* List of tasks *
**1)** In the passage, what does Bob say he has always wondered?
**2)** Return the part of the passage starting at "Bob says he’s" and ending at "hurting inside too.", copied word for word.
**3)** Summarize the passage in two sentences.

* Extract *

Now that he’s gone, I feel a little odd, a little unemotional. I haven’t cried yet, and I wonder when I will? I told the kids about his passing after they got home from school yesterday afternoon, and they were strangely silent -- I expected some words, but I have a feeling that they too were feeling numb. We knew for a long time that he would eventually die, but now that it’s upon us, we are in disbelief.

Bob is processing things differently than I am, and that's normal for us. I want to talk about it, he wants to internalize and hold it together. That's just who he is, and admirable and strong.

Bob says he’s always wondered why Christians don’t celebrate the passing of one of their brothers or sisters into the presence of Christ? Why are we so sad? We should be happy for them and what they are now experiencing for themselves. I know what Bob says is true, and on one hand he’d like to feel like that, but on the other hand he’s really hurting inside too.

Photo-based referring expression data:

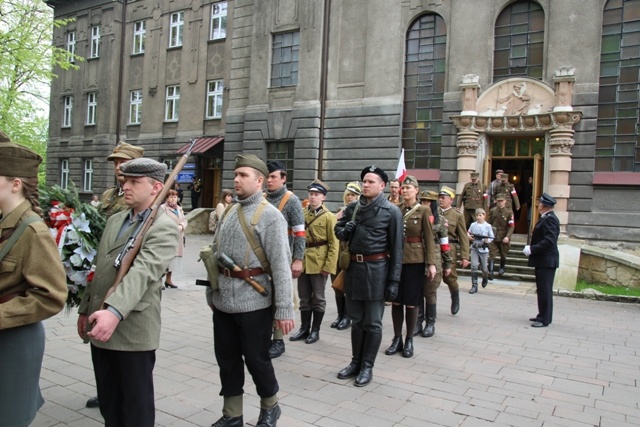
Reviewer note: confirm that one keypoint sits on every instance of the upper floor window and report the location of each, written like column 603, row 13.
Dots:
column 425, row 63
column 284, row 59
column 95, row 42
column 175, row 29
column 214, row 99
column 617, row 146
column 135, row 107
column 71, row 45
column 519, row 41
column 92, row 105
column 172, row 105
column 67, row 111
column 218, row 20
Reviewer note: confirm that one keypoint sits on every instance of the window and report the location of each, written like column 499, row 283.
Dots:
column 214, row 99
column 618, row 126
column 92, row 105
column 88, row 175
column 95, row 42
column 284, row 61
column 172, row 106
column 218, row 21
column 283, row 151
column 175, row 29
column 64, row 173
column 139, row 29
column 425, row 63
column 519, row 41
column 135, row 107
column 71, row 46
column 67, row 110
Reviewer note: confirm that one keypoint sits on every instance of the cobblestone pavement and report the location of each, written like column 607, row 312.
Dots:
column 486, row 366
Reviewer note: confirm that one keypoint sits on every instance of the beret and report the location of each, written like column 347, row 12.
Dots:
column 374, row 169
column 126, row 151
column 251, row 161
column 144, row 167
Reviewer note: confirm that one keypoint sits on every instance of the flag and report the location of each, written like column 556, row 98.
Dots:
column 401, row 171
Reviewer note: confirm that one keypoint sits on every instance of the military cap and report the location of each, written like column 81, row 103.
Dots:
column 547, row 200
column 276, row 165
column 125, row 151
column 354, row 187
column 447, row 191
column 251, row 161
column 144, row 167
column 374, row 169
column 18, row 161
column 318, row 186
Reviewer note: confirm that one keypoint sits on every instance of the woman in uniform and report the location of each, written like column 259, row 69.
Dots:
column 418, row 253
column 32, row 284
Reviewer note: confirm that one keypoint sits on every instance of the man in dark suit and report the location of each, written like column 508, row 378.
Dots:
column 543, row 255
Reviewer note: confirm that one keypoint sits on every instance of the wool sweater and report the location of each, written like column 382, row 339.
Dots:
column 236, row 295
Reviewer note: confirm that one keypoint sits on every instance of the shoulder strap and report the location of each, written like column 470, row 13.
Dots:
column 16, row 234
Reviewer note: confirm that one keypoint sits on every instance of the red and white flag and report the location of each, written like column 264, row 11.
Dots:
column 401, row 172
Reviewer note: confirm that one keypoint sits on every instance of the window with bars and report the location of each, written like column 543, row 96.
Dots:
column 618, row 125
column 284, row 59
column 425, row 60
column 519, row 41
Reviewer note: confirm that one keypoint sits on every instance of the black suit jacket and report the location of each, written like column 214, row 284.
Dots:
column 544, row 242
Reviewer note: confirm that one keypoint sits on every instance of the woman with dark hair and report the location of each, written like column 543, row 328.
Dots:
column 32, row 284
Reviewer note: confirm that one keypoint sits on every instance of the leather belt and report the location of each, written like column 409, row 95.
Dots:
column 367, row 258
column 242, row 274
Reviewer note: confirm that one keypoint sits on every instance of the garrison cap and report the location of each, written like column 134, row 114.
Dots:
column 144, row 167
column 547, row 200
column 19, row 161
column 374, row 169
column 125, row 151
column 318, row 186
column 251, row 161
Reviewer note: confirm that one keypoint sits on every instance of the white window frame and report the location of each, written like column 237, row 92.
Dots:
column 176, row 27
column 71, row 46
column 139, row 35
column 67, row 111
column 92, row 108
column 172, row 104
column 88, row 175
column 215, row 90
column 135, row 107
column 95, row 42
column 64, row 173
column 218, row 21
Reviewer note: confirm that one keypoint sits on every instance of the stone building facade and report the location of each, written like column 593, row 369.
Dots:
column 540, row 89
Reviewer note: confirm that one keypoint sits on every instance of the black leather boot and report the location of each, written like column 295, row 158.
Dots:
column 430, row 329
column 314, row 336
column 305, row 325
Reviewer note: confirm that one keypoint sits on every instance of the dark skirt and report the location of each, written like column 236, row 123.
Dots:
column 411, row 283
column 21, row 352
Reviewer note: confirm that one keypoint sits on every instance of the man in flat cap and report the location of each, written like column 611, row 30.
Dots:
column 473, row 196
column 320, row 260
column 544, row 256
column 458, row 238
column 124, row 336
column 372, row 226
column 291, row 207
column 243, row 318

* Results for the exercise *
**1)** Why Christians don't celebrate the passing of one of their brothers or sisters into the presence of Christ.

**2)**
Bob says he’s always wondered why Christians don’t celebrate the passing of one of their brothers or sisters into the presence of Christ? Why are we so sad? We should be happy for them and what they are now experiencing for themselves. I know what Bob says is true, and on one hand he’d like to feel like that, but on the other hand he’s really hurting inside too.

**3)** The writer feels numb and has not yet cried after a death the family long knew would come, and the kids were silent when told the news. Bob copes by holding it together rather than talking, and although he believes Christians should be happy for those who pass into Christ's presence, he is also hurting inside.